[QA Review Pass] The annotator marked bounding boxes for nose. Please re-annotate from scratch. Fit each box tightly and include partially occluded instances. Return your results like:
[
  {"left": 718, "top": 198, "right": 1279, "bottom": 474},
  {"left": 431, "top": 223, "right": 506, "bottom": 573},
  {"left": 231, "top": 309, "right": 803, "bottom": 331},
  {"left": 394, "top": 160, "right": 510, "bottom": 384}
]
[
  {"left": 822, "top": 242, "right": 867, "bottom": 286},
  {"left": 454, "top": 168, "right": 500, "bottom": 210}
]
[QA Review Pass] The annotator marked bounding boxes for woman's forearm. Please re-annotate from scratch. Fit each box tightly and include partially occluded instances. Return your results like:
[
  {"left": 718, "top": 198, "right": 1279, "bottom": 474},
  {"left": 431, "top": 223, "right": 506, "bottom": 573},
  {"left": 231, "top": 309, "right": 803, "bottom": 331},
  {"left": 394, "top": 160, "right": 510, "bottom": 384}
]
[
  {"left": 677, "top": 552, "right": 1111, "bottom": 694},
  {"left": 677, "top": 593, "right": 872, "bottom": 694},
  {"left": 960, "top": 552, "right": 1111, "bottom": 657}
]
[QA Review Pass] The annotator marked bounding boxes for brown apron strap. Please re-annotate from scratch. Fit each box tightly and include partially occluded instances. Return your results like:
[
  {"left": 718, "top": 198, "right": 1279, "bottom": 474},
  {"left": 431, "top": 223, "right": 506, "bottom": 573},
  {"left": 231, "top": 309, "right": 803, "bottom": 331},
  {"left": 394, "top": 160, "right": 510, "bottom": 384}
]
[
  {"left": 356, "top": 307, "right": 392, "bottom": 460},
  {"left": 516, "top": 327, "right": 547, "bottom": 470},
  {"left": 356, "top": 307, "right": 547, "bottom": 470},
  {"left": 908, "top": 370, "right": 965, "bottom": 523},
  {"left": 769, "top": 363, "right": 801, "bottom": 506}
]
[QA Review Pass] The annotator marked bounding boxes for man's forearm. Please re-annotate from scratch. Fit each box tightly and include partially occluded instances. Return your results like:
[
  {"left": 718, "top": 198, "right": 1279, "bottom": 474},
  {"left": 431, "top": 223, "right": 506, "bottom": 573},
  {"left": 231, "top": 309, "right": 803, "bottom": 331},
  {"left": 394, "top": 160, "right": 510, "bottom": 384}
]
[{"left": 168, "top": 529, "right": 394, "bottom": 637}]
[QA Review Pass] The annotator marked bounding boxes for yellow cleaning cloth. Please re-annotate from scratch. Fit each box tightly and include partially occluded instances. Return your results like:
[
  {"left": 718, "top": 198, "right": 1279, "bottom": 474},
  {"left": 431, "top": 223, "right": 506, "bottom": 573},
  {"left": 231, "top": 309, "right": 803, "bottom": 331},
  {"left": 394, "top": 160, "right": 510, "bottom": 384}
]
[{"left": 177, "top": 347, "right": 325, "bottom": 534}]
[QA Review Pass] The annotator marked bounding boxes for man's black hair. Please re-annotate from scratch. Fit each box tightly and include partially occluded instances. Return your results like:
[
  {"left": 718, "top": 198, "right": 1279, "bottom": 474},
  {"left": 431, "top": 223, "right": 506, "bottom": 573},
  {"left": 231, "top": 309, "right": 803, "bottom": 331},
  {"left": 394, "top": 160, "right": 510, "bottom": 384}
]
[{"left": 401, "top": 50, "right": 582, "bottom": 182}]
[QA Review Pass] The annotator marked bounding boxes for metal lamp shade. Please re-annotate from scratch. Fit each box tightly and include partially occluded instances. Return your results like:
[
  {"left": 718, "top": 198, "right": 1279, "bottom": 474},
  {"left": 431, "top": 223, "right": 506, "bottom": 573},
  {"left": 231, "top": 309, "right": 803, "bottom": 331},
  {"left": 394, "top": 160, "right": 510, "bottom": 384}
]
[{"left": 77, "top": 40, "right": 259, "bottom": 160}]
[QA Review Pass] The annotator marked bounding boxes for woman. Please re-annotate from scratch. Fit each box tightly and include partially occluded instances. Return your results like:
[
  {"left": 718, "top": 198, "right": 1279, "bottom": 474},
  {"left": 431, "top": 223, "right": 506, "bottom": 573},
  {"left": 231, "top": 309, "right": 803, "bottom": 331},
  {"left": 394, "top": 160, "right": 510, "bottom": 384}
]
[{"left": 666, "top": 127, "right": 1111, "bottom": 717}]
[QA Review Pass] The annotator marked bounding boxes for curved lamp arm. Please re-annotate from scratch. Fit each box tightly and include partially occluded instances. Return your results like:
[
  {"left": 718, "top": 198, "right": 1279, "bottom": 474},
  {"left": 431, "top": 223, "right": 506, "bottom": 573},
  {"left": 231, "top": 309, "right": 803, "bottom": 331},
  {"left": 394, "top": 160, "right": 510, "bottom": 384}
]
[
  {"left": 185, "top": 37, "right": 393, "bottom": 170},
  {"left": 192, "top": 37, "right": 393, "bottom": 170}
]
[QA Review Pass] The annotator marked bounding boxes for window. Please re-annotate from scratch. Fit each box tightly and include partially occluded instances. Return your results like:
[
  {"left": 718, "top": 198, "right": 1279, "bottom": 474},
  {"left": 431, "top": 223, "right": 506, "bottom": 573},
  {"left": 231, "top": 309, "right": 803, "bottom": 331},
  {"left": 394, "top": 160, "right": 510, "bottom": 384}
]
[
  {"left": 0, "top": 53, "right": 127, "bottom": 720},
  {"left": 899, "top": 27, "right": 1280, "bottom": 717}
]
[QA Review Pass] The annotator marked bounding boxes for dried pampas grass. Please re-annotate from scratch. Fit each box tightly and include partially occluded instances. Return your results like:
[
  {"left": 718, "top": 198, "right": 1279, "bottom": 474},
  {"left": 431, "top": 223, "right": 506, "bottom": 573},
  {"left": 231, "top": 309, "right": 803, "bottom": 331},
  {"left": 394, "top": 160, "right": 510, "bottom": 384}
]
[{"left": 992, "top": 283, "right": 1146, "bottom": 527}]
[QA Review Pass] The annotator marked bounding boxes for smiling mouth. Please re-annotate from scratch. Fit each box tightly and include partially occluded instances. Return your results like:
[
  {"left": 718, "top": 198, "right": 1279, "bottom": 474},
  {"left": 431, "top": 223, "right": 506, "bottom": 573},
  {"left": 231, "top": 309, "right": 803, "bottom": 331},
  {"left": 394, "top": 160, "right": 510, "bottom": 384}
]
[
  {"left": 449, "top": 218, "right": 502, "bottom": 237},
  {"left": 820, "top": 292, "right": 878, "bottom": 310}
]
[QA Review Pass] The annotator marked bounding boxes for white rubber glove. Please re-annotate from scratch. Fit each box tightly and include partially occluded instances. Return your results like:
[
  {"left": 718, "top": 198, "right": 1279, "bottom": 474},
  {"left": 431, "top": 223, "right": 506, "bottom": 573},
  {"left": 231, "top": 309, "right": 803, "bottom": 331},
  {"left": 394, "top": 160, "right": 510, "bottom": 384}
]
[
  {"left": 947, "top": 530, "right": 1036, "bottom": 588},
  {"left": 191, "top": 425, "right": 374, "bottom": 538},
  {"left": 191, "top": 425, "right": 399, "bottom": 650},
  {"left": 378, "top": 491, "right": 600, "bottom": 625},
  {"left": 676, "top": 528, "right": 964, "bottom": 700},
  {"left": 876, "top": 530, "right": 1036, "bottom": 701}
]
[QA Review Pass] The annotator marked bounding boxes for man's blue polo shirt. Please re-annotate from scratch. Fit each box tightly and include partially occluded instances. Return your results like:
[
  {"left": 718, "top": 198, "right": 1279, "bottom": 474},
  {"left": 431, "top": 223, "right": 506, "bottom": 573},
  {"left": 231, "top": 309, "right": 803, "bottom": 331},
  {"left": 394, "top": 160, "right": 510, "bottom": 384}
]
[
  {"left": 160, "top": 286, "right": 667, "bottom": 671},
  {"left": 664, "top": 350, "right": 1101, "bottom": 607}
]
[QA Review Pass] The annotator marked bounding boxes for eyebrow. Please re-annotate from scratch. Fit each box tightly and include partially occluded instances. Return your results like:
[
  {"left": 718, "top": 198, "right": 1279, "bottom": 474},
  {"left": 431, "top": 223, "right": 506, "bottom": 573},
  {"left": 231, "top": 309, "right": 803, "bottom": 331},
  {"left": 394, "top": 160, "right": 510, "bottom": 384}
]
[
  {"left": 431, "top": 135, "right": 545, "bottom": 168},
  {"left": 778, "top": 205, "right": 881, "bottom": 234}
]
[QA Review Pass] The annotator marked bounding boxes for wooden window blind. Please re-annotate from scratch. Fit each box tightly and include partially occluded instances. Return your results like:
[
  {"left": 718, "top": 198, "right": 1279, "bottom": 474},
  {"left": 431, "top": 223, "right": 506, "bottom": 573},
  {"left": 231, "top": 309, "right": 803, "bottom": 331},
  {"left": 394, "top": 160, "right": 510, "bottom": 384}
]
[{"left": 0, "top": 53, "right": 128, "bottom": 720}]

__________

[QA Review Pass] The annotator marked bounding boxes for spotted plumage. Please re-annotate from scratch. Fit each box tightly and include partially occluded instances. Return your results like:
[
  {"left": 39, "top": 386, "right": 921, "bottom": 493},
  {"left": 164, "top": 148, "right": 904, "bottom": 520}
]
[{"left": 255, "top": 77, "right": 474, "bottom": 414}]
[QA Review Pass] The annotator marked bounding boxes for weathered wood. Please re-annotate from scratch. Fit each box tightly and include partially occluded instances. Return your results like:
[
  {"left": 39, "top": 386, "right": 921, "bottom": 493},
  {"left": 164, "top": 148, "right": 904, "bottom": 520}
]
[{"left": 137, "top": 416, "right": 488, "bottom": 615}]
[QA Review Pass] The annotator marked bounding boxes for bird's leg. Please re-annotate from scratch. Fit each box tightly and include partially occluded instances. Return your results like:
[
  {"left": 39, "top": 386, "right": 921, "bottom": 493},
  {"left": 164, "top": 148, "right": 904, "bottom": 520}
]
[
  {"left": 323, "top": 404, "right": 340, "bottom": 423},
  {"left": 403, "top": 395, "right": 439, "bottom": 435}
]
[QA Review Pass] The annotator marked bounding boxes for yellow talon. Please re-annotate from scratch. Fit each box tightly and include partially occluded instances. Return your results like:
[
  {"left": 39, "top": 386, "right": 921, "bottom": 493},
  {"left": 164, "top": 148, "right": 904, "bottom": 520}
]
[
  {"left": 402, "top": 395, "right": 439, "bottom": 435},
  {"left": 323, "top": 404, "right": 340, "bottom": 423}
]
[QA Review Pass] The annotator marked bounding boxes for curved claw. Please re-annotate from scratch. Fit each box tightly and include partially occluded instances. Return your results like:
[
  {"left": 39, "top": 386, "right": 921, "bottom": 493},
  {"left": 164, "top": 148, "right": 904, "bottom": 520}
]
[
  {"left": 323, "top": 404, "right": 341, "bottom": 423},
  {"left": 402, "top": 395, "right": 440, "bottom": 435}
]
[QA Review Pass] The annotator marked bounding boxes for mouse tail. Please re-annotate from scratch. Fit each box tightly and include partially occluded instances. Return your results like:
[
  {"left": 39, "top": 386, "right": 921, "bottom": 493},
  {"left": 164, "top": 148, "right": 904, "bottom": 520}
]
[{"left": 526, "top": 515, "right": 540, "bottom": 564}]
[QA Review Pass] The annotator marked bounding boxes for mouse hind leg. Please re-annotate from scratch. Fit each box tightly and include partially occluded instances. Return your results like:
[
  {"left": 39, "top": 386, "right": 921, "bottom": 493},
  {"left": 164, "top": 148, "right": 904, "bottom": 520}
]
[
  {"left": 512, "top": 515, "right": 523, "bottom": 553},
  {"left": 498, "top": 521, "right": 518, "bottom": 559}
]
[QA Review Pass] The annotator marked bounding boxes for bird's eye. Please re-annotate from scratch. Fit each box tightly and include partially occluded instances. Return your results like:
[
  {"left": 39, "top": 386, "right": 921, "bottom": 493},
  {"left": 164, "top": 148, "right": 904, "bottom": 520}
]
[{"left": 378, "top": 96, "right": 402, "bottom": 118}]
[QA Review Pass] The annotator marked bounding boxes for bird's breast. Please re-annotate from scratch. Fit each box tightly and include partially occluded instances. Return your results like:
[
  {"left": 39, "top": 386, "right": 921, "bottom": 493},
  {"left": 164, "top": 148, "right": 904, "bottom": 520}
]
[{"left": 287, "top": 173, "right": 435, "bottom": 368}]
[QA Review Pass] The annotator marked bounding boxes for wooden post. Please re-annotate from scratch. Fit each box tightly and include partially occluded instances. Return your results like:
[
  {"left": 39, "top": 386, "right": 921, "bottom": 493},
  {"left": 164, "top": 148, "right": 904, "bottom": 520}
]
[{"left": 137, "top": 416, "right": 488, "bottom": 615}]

__________

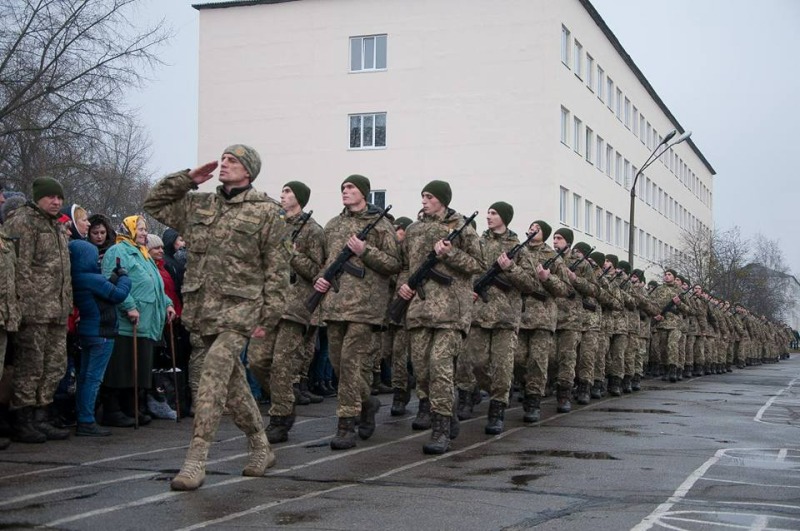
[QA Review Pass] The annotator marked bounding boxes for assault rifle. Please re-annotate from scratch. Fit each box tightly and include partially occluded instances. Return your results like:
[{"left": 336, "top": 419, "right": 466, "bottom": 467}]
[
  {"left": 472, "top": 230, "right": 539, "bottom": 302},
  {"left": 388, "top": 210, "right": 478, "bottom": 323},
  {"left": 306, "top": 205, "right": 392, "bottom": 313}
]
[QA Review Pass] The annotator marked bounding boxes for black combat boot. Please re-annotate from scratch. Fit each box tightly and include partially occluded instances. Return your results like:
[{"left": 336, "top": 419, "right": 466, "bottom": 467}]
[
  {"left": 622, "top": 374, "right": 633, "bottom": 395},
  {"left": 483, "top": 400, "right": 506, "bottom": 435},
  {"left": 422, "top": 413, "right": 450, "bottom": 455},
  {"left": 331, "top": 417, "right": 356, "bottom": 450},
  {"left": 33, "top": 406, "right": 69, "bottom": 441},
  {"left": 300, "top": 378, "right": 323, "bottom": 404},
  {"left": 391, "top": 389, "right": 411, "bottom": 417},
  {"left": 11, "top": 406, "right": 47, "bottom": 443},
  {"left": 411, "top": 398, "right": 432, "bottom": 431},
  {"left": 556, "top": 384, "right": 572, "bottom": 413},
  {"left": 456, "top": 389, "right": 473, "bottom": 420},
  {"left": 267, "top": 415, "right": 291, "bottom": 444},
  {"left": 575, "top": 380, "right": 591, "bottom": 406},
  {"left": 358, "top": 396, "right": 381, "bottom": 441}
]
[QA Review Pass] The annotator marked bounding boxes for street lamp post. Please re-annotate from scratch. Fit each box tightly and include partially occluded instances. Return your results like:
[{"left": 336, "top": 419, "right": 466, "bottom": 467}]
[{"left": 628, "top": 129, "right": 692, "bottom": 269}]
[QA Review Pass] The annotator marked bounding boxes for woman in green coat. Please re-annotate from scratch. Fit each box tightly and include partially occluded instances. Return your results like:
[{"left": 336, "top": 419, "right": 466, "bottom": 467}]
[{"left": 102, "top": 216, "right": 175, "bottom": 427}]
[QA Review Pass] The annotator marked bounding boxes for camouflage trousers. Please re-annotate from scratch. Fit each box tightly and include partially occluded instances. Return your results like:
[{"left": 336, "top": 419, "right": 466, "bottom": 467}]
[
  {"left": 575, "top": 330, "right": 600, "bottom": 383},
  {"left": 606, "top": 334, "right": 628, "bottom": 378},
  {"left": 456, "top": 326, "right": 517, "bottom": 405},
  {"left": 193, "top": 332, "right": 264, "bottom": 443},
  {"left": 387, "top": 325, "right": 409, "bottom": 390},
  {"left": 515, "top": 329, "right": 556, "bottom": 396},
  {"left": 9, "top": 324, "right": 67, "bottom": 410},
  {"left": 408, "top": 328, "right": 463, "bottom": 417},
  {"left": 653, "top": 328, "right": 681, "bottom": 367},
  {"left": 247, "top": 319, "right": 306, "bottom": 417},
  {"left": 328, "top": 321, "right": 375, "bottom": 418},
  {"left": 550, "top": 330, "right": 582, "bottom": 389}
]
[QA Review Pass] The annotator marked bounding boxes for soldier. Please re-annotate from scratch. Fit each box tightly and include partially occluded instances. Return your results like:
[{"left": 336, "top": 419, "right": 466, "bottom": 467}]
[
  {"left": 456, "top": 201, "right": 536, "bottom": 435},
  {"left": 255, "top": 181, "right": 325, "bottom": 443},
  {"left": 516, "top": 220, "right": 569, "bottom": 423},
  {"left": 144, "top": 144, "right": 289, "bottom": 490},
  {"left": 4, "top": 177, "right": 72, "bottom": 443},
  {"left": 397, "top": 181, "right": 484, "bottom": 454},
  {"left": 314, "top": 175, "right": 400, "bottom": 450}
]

__________

§ Aufgabe
Gib bitte nur die Anzahl der Zeilen in den Einträgen an, die das Wort „wooden“ enthalten. Groß- und Kleinschreibung wird dabei unterschieden.

§ Lösung
2